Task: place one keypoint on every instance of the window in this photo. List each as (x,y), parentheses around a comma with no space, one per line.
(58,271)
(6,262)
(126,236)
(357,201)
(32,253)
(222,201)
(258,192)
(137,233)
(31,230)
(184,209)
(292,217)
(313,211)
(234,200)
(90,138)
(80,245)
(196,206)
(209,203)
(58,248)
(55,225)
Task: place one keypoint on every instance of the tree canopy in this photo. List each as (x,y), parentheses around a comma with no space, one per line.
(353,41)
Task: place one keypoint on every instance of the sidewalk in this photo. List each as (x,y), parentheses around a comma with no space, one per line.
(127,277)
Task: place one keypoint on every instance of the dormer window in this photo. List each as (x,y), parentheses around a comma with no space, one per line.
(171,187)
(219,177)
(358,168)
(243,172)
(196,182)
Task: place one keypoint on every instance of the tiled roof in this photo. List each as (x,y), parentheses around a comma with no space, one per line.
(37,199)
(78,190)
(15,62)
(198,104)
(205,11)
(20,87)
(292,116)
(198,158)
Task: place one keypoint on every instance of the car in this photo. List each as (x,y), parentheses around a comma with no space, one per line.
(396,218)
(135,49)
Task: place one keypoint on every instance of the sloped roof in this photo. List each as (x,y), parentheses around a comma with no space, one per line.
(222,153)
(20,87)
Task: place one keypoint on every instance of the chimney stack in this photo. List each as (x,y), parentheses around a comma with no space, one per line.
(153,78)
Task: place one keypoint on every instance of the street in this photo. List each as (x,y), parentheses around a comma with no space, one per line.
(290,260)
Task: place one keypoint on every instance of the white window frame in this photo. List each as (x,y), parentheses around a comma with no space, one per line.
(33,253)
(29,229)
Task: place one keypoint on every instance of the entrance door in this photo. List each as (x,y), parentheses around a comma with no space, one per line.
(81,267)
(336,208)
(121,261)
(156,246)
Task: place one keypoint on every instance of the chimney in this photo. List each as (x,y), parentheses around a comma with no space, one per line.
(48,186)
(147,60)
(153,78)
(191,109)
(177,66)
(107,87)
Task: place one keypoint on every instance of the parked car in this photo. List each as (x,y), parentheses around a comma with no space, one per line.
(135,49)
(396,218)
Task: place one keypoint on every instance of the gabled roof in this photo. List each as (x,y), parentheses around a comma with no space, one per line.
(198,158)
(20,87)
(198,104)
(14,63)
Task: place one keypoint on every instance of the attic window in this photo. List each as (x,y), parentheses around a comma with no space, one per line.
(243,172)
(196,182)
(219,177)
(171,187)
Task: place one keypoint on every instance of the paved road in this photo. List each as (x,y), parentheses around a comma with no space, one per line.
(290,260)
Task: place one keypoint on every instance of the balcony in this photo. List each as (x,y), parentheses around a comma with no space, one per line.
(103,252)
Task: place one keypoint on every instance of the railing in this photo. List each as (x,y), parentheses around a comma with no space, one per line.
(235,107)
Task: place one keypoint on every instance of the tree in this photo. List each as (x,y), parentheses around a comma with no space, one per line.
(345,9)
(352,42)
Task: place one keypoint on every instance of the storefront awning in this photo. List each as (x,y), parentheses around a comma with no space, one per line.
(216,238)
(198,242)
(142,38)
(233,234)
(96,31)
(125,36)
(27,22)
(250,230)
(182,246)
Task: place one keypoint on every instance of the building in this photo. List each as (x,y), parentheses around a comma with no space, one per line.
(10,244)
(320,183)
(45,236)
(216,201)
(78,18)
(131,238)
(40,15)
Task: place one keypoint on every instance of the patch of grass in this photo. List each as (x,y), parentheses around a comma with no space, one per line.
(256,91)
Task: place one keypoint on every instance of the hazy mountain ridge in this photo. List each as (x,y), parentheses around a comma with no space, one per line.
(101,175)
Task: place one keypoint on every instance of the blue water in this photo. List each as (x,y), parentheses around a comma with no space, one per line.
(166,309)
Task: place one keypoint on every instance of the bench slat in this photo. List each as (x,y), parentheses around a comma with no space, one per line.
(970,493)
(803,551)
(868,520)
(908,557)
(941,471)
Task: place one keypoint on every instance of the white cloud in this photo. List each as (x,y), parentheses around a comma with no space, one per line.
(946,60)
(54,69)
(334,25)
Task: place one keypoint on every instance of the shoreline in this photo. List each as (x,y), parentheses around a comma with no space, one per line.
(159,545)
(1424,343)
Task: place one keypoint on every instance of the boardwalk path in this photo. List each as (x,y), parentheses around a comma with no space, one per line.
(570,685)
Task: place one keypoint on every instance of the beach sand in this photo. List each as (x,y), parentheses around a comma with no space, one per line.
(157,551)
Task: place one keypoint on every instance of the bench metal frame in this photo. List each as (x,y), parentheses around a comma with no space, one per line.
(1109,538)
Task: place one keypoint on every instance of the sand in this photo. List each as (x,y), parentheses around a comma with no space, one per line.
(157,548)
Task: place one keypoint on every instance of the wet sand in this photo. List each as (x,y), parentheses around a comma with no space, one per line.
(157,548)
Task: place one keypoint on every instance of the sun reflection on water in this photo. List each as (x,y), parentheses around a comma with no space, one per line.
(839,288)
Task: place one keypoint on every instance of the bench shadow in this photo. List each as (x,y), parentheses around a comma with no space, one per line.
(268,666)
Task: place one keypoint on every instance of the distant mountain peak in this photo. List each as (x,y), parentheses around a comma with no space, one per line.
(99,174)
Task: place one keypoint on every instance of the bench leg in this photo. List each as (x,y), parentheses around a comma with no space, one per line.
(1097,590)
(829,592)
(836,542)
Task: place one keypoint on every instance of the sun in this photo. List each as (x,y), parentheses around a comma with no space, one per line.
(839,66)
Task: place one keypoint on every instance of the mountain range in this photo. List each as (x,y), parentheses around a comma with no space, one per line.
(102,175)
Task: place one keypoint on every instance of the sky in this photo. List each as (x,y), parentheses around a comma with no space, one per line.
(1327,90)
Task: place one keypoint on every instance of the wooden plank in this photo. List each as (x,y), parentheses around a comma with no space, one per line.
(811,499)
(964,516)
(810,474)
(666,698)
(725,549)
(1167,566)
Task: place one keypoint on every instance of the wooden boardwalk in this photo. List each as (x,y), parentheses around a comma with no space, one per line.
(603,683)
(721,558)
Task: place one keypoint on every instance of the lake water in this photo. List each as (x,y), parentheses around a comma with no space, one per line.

> EXERCISE GOAL:
Every line in the data above has to be retyped exactly.

> EXERCISE RESULT:
Task: place one keypoint on every instance of the window in this photo. List each as (x,y), parentheses around a comma with no space, one per line.
(58,271)
(6,262)
(126,236)
(357,201)
(32,253)
(222,201)
(258,192)
(137,233)
(31,230)
(184,209)
(292,217)
(313,211)
(234,200)
(90,138)
(80,245)
(196,206)
(209,203)
(58,248)
(55,225)
Task: place one keypoint on every instance of the tree canopy in this photo. List each as (x,y), parentheses around a comma with no space, one per line.
(353,41)
Task: place one keypoint on every instance of the sidewalk in this photo. List each as (x,y), parentheses around a comma with no space, one per line.
(127,277)
Task: place one keypoint on every instance of the dormer window in this photo. List each as (x,y), parentheses around a comma with no space, one per line.
(171,187)
(219,177)
(358,168)
(243,172)
(196,182)
Task: place one keypoint on every instance of the tiled roof in this photo. List each as (x,y), parentheses around a comma with no space, one per line.
(37,199)
(78,190)
(15,62)
(198,104)
(205,11)
(20,87)
(292,116)
(198,158)
Task: place one keypoint on every instance of the car in this photo. List each as (x,y), parentheses around a comma with no space, one per line.
(396,218)
(135,49)
Task: place one keypoint on every instance of the sloped roof in this photo. List each as (x,y), parentheses around a comma with no space, one per line.
(222,153)
(20,87)
Task: place one keypoint on every instance of the chimney stack in this photo. List each as (x,y), parentheses around a comma with no space, one per line.
(153,78)
Task: place one keypoint on every instance of the street in this photo. List each as (x,y), parentheses around a comma with no space, one per line.
(290,260)
Task: place one keypoint on every instance of the white window frame in this photo. List each as (x,y), parentheses around a comma with no space, one per line.
(33,253)
(29,229)
Task: place one keypoint on every instance of the entrance door in this photo. List each as (x,y), parentheses around a comma with no space, one per line.
(81,267)
(336,208)
(121,261)
(156,246)
Task: place one keypoint on every instance of the chimney in this photo. List each as (x,y), parentheses around a comma with no space, one per line.
(48,186)
(147,60)
(153,78)
(191,109)
(177,66)
(107,87)
Task: place one keypoint on every instance of the parked car in this photo. List each as (x,y), parentheses around a comma with no space, one per line.
(135,49)
(396,218)
Task: place one keypoint on every instance of the gabled roof in this photo. List each as (x,y), parentheses around a comma with no space, one per line.
(198,158)
(20,87)
(198,104)
(14,63)
Task: place one keypoint on every instance of the attic window in this photo. List each as (x,y), parentheses around a comma with no space, one per line.
(243,172)
(196,182)
(219,177)
(171,187)
Task: place one keypoint on every instance of the paved road in this photo. List each as (x,y), parentheses around a comma with no space, one per line.
(290,260)
Task: place one keypoint on every instance of the balcony in this photo. List each as (x,y), parentheses around a comma with no space, one per line.
(103,252)
Task: place one keypoint on every instance of the railing in this photo. List each as (x,y), parentheses around a comma with no space, one per line.
(235,107)
Task: place one keypoint on every instance of the tree in this photo. List each as (x,y), parentheses around a comma with no space, one per line.
(345,9)
(352,42)
Task: place one keypoint on every instance of the storefront awning in this photo. List each as (x,y), parentheses around a comma with no space, one per line.
(216,238)
(198,242)
(142,38)
(233,234)
(96,31)
(125,36)
(27,22)
(250,230)
(182,246)
Task: place one keypoint on every instance of the building in this photo. List each as (x,y), parentheses around a comma with no space, one per line.
(10,244)
(320,183)
(45,236)
(216,201)
(78,18)
(131,238)
(40,15)
Task: place one keypoint on every instance of the patch of grass in this photo. List each as (x,y), parentheses around a comma with no space, one per line.
(256,91)
Task: place one keypoint on every instance of the hazy mountain ridge in this photo. List each as (x,y), parentheses around a comma with no space, one per line.
(101,175)
Task: place one keypoint on every instance of the blue water in this photo. List each as (x,y), parentheses around a comma with no space, one per line.
(166,309)
Task: place one keypoint on every instance of the bench slat in this photo. List each as (x,y), parentheses around a comma with no space, one per line.
(970,493)
(803,551)
(868,520)
(908,557)
(941,471)
Task: place one keypoint on every instance of the white cloud in this photo. List each as (x,y), parentheses around a comma with no space, one per line.
(946,60)
(54,69)
(334,25)
Task: place one keypoint on every instance of the shoreline in this photo. List each as (x,y), parentheses around a comma with no space, one per line.
(159,545)
(1424,343)
Task: place one keypoint on every instance of the boardwalk path in this photo. List each as (x,y), parentheses around a comma with no space, one per line.
(570,685)
Task: place one keypoint on every instance of the beach sand in this photo. List each as (x,y), parentheses around a comma with no space, one per line.
(157,551)
Task: place one keypoint on every instance of the bench metal frame in this photo. List each as (x,y), parentheses around a comma with no space, one per line.
(1109,538)
Task: place one keypoint on every instance of the sand in this photo. List each as (x,y), parentheses around a comma with no space, one per line.
(157,548)
Task: place one keypoint on every instance of the wet sand in this photo. List each as (x,y), parentheses around a comma with no space, one per line.
(157,548)
Task: place one keypoint on every instance of the sun reflection on water in this photo. List each as (x,y), parentheses around a comma with no space, one per line.
(839,288)
Task: place one keypoint on every instance of the bench shadow in this photo. List each as (x,y), parentheses around a comma with no space, one per line.
(268,666)
Task: place one keypoint on every instance of the distant mountain peak in this photo. List each as (x,y), parentheses around a comma with no space, one per line.
(99,174)
Task: place one keypoint on every instance of the bench leg in this photo. List each as (x,y), parentheses around a comma with no space, one per line.
(1097,590)
(829,592)
(836,542)
Task: place one keypoint on every instance of the sun in this photo. List each as (x,y), parentheses around a comma with no space, one per line.
(839,66)
Task: place one keypoint on every instance of the mountain range in this photo. List each as (x,y), parentheses around a comma with no space, one per line.
(102,175)
Task: place one keypoint on every instance of the sky in this photo. List each as (x,y), parentheses around a comma with no space, one per line.
(1327,90)
Task: place one keypoint on every instance of the wooden plank in this photo. List each as (x,y), parentheses around a comma with no space, one per line.
(811,499)
(964,516)
(810,474)
(666,698)
(725,549)
(1167,566)
Task: place one keypoint on every instance of the wooden boardwalk in this photo. List each as (x,y), parentheses around a comma with no space, one per line.
(603,683)
(721,558)
Task: place one keypoint on every instance of the lake water in this photo. List each as (x,y), parentheses around a comma with no space, one per line.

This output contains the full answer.